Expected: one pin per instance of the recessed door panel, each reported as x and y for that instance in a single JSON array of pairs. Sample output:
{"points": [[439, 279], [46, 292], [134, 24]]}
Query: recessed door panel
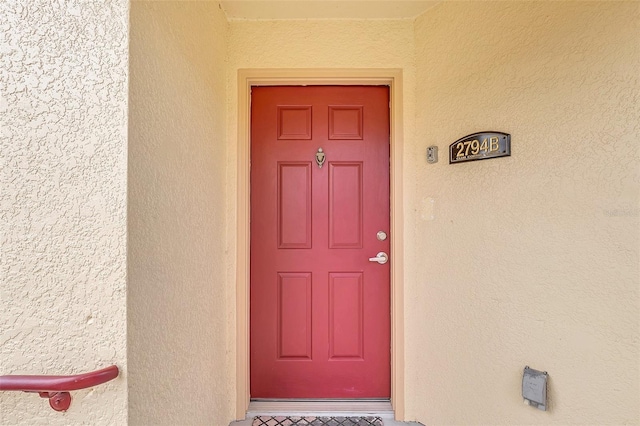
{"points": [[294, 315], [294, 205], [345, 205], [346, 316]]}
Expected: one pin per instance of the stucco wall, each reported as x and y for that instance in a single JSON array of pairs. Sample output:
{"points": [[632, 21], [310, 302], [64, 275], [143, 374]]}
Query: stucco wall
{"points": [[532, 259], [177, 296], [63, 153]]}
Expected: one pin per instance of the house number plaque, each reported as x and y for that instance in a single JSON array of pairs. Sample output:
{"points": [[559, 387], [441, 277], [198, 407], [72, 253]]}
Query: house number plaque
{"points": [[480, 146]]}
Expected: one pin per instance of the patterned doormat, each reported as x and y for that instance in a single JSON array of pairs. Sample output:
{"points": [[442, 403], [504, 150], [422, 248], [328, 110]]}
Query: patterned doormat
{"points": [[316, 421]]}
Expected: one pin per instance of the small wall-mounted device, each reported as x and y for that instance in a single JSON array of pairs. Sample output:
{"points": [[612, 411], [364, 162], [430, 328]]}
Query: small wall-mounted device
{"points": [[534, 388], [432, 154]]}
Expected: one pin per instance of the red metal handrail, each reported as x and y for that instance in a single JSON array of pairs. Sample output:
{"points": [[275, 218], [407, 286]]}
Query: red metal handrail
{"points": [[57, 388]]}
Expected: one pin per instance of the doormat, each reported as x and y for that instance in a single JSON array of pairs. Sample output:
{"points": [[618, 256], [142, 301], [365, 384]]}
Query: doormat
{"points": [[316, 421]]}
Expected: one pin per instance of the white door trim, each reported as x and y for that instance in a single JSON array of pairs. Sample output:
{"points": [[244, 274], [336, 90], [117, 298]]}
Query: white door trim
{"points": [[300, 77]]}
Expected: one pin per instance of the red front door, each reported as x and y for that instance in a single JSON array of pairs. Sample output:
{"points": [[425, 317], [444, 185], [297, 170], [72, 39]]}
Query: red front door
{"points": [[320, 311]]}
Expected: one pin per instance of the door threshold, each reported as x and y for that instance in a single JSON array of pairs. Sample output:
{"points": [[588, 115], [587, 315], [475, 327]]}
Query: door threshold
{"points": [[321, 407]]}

--

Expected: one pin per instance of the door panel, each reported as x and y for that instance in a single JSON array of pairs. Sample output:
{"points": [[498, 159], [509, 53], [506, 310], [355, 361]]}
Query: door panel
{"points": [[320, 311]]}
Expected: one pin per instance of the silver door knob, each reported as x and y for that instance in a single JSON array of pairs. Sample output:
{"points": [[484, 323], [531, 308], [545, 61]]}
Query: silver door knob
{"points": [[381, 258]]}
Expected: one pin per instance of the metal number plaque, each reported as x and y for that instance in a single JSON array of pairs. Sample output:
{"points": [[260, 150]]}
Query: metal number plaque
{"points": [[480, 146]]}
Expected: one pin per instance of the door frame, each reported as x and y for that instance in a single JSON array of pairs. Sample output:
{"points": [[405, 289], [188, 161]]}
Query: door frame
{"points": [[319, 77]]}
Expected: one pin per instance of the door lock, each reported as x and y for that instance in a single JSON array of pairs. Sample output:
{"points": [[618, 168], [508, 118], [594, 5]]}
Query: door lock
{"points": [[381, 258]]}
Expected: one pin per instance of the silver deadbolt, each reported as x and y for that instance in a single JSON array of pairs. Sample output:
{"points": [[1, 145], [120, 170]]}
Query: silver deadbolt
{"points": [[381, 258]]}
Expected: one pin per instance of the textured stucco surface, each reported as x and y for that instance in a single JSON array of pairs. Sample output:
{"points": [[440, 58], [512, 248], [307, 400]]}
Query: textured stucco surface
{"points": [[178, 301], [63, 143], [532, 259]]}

--

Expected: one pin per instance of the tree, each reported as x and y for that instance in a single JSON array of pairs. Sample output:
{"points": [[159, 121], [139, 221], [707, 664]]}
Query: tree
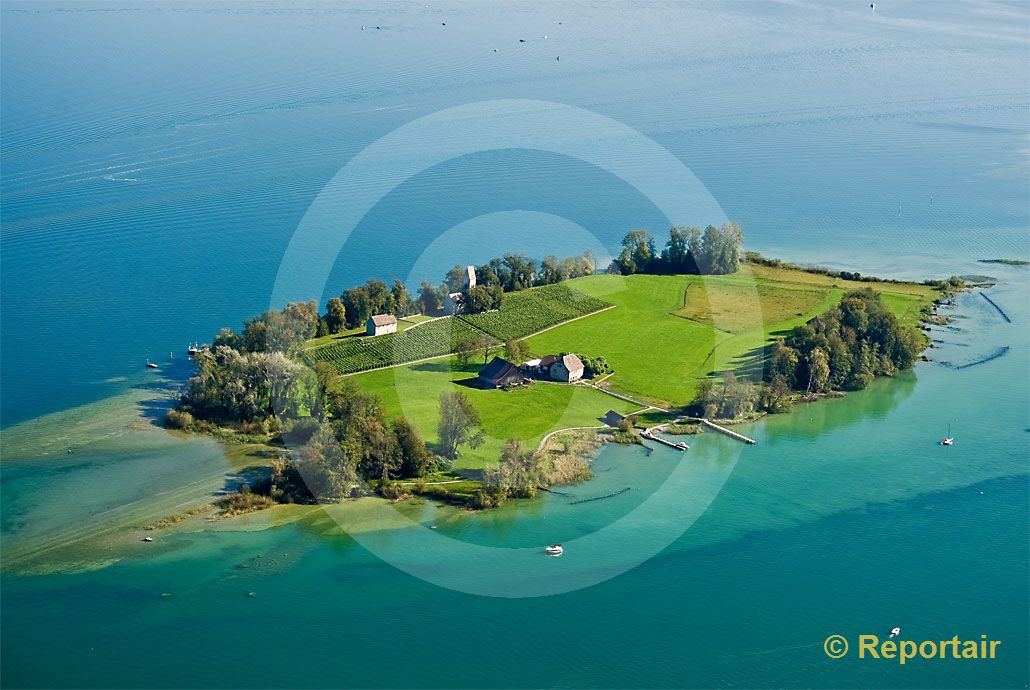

--

Your objective
Scan the listing for "tree" and copy out each line that has it.

Response to the task
Expected: one pin per instance of the tree, each reported as x and y for that instance in a single JSON array of pairs. Sample output:
Query: tree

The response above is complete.